Give the lines below as a Markdown table with two columns, "Row" and "Line," holding the row number and the line, with blank lines skipped. Leave the pictures out.

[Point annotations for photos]
◆ ◆ ◆ ◆ ◆

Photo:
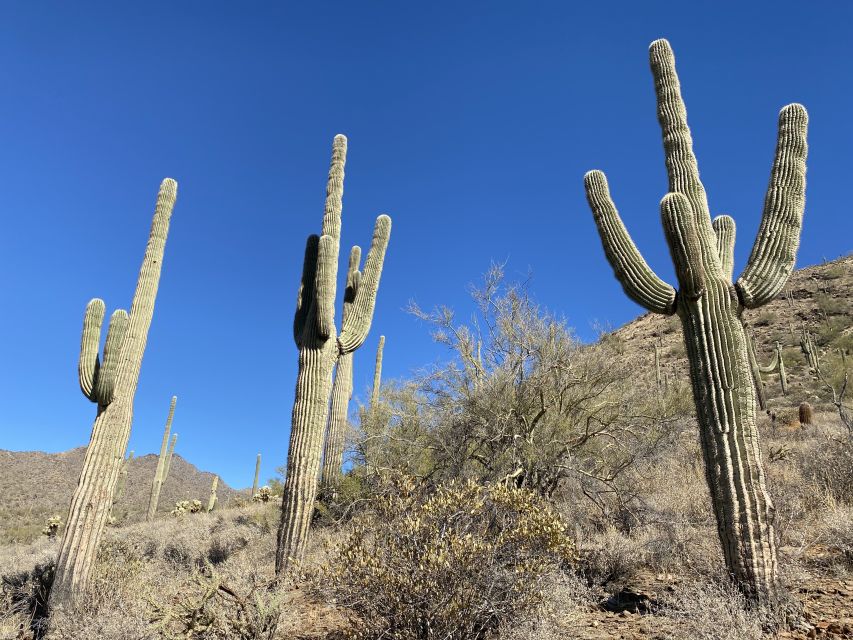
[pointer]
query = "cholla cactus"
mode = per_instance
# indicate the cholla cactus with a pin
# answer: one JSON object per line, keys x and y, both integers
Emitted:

◆ ◆ ◆ ◆ ◆

§ **Solution**
| Row | Line |
|---|---|
| 1 | Photo: |
| 2 | [pointer] |
| 3 | query = "cholla cactus" |
| 4 | mode = per_instance |
| 5 | # indicate the cholla cactus with a pin |
| 6 | # answer: one JSON object per line, keys x and y, both integers |
| 7 | Emitted: |